**Brief 1:**
Extract the stretch of the tomography abstract below from "The exact reconstruction" through "obtain high fidelity.", word for word.

**Extract to read:**
Bidirectional information flow quantum state tomography

Huikang Huang¹ Haozhen Situ^1, [email protected] Shenggen Zheng^2, [email protected] ¹College of Mathematics and Informatics, South China Agricultural University, Guangzhou 510642, China
²Circuits and Systems Research Center, Peng Cheng Laboratory, Shenzhen 518055, China

Abstract

The exact reconstruction of many-body quantum systems is one of the major challenges in modern physics, because it is impractical to overcome the exponential complexity problem brought by high-dimensional quantum many-body systems. Recently, machine learning techniques are well used to promote quantum information research and quantum state tomography has been also developed by neural network generative models. We propose a quantum state tomography method, which is based on Bidirectional Gated Recurrent Unit neural network (BiGRU), to learn and reconstruct both easy quantum states and hard quantum states in this paper. We are able to use fewer measurement samples in our method to reconstruct these quantum states and obtain high fidelity.

**Brief 2:**
Please copy the rows below, from the line containing "Locate the gray" through the last of the rows, including both ends and changing nothing.

(Point annotation dataset records)
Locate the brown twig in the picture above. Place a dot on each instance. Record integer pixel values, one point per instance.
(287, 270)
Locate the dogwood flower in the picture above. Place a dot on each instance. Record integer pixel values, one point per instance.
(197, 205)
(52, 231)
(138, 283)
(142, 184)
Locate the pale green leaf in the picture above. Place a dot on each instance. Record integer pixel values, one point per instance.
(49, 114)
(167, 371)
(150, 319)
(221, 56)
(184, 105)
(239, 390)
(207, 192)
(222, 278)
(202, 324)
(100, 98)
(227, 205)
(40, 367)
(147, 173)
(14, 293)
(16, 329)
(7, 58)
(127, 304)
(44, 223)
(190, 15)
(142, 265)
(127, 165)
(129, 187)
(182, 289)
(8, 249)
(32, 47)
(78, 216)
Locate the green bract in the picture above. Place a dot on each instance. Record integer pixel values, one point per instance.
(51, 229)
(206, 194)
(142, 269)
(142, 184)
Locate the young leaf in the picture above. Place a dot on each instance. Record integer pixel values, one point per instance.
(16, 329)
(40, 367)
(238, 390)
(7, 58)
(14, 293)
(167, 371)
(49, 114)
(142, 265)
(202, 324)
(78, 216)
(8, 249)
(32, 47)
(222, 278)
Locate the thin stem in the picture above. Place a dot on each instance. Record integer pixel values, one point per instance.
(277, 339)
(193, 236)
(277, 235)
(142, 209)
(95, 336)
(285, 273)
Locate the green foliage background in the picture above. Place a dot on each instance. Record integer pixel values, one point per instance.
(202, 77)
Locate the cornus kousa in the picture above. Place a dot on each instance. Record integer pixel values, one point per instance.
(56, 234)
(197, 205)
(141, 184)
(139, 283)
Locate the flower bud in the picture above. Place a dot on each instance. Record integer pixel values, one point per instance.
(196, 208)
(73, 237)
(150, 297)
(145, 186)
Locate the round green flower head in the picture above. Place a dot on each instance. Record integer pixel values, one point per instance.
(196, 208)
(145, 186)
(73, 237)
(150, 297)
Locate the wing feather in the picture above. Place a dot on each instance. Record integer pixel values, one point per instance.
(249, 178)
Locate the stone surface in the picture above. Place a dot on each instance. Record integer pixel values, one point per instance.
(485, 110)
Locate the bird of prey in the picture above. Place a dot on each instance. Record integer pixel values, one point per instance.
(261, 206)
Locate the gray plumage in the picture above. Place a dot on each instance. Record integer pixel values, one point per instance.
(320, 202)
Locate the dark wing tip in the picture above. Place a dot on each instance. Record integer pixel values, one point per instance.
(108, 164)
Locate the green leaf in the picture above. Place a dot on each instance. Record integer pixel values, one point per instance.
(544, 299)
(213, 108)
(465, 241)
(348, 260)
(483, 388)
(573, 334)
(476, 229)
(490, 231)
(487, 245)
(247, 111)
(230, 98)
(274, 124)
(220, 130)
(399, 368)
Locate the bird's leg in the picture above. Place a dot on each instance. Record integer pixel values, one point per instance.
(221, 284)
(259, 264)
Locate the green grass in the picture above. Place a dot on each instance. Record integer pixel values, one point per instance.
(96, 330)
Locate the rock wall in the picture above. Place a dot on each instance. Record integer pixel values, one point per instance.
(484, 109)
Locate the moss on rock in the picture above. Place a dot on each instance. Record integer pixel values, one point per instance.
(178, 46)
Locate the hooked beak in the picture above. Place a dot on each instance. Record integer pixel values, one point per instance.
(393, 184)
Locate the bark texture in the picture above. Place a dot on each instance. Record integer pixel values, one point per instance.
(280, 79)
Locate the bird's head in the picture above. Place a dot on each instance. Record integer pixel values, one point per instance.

**Task output 1:**
The exact reconstruction of many-body quantum systems is one of the major challenges in modern physics, because it is impractical to overcome the exponential complexity problem brought by high-dimensional quantum many-body systems. Recently, machine learning techniques are well used to promote quantum information research and quantum state tomography has been also developed by neural network generative models. We propose a quantum state tomography method, which is based on Bidirectional Gated Recurrent Unit neural network (BiGRU), to learn and reconstruct both easy quantum states and hard quantum states in this paper. We are able to use fewer measurement samples in our method to reconstruct these quantum states and obtain high fidelity.

**Task output 2:**
Locate the gray plumage in the picture above. Place a dot on each instance. Record integer pixel values, one point per instance.
(320, 202)
Locate the dark wing tip in the picture above. Place a dot on each instance. Record integer pixel values, one point per instance.
(108, 164)
Locate the green leaf in the picture above. Place a dot on each instance. Record integer pixel values, one point per instance.
(544, 299)
(213, 108)
(465, 241)
(348, 260)
(483, 388)
(573, 334)
(476, 229)
(490, 231)
(487, 245)
(247, 111)
(230, 98)
(274, 124)
(220, 130)
(399, 368)
Locate the bird's leg in the picture above. Place a dot on each instance. Record integer pixel values, one point per instance.
(221, 284)
(259, 264)
Locate the green grass in the picture above. Place a dot on each instance. Record integer pixel values, one point per instance.
(96, 330)
Locate the rock wall in the picture above. Place a dot on each instance. Record integer pixel values, one point per instance.
(484, 109)
Locate the moss on rock in the picture above. Place a dot on each instance. Record integer pixel values, one point per instance.
(178, 46)
Locate the hooked beak in the picture above. Place a dot on each instance. Record integer pixel values, one point per instance.
(393, 184)
Locate the bark texture in the picture above. Place a dot on each instance. Record integer pixel values, one point per instance.
(280, 79)
Locate the bird's head in the picture above. Place a dot on each instance. Record integer pixel values, one point per instance.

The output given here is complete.